### [Your goal]
Copy everything from the line containing "tire above? Mark it with a dot." down to the end of the records, swapping "man in blue shirt" for "person in blue shirt" and keeping all else the same.

----------

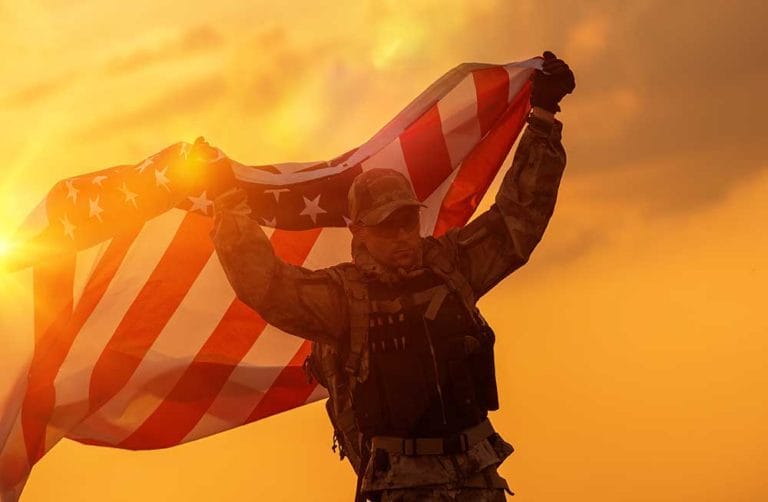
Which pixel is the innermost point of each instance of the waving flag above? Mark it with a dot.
(140, 342)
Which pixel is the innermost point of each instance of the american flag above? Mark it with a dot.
(139, 340)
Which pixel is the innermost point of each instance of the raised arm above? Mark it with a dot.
(302, 302)
(500, 240)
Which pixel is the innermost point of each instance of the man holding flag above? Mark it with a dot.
(144, 336)
(398, 341)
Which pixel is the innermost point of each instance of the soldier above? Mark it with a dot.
(405, 354)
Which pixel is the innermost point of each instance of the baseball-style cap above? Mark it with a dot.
(377, 193)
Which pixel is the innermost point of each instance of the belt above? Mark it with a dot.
(456, 443)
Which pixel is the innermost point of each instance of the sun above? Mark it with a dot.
(5, 247)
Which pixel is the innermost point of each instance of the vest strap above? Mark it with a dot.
(453, 444)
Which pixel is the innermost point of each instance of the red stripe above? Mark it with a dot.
(53, 347)
(290, 389)
(204, 378)
(492, 88)
(426, 153)
(153, 307)
(481, 165)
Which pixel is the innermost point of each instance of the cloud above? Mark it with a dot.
(190, 42)
(172, 103)
(32, 93)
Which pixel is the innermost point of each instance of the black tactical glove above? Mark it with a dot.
(551, 83)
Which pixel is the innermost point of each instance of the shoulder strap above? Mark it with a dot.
(359, 314)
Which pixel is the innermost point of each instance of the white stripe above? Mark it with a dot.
(262, 177)
(14, 454)
(319, 393)
(332, 246)
(73, 380)
(434, 203)
(458, 115)
(17, 337)
(519, 73)
(389, 157)
(247, 384)
(206, 302)
(85, 264)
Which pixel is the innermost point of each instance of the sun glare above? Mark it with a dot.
(5, 247)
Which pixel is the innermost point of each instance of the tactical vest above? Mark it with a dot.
(403, 370)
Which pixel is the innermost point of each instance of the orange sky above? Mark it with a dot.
(632, 348)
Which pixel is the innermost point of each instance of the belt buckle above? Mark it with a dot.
(456, 443)
(409, 447)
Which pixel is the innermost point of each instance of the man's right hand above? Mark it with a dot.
(552, 83)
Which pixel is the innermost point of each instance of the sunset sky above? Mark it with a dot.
(632, 350)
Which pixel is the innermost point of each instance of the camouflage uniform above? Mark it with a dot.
(312, 304)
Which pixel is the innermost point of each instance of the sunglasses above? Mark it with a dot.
(404, 219)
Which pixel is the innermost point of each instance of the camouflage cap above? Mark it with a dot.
(377, 193)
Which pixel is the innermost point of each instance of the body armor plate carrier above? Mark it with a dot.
(418, 360)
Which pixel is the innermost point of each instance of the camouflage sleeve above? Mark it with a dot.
(302, 302)
(502, 239)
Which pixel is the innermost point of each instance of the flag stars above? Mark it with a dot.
(69, 228)
(161, 179)
(71, 191)
(129, 196)
(312, 208)
(94, 210)
(201, 203)
(141, 167)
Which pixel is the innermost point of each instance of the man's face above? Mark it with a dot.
(395, 242)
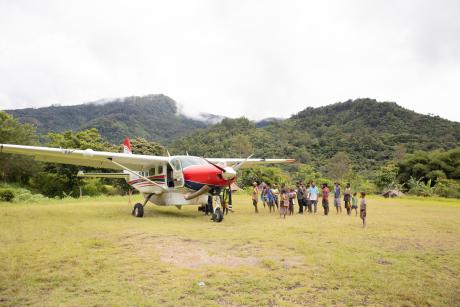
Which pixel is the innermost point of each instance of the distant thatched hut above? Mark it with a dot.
(392, 193)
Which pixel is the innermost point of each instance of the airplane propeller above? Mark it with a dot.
(228, 173)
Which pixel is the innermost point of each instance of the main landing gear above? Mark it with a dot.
(138, 210)
(218, 215)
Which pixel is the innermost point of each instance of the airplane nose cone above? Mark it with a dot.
(229, 173)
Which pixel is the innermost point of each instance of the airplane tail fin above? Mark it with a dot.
(127, 146)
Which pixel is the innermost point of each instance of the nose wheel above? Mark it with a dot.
(218, 215)
(138, 210)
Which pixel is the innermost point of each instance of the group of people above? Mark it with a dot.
(306, 196)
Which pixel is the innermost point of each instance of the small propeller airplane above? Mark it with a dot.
(162, 180)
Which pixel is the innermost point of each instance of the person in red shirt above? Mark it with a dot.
(325, 190)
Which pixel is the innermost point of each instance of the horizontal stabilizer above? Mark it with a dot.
(102, 175)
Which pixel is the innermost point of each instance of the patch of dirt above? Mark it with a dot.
(188, 253)
(384, 262)
(192, 254)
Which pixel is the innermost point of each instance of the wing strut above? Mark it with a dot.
(136, 174)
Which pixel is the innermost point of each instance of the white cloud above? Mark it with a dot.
(251, 58)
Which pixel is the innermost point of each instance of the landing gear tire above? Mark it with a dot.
(138, 210)
(218, 215)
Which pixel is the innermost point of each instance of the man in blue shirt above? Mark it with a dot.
(337, 204)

----------

### [Response to the exercise]
Which pixel is the innermost point of each instance of the landing gear tire above? Mark it with a dot.
(138, 210)
(218, 215)
Which pixel is the innermost point of each instance of the person in blue shirt above? Mark it with a dot.
(337, 204)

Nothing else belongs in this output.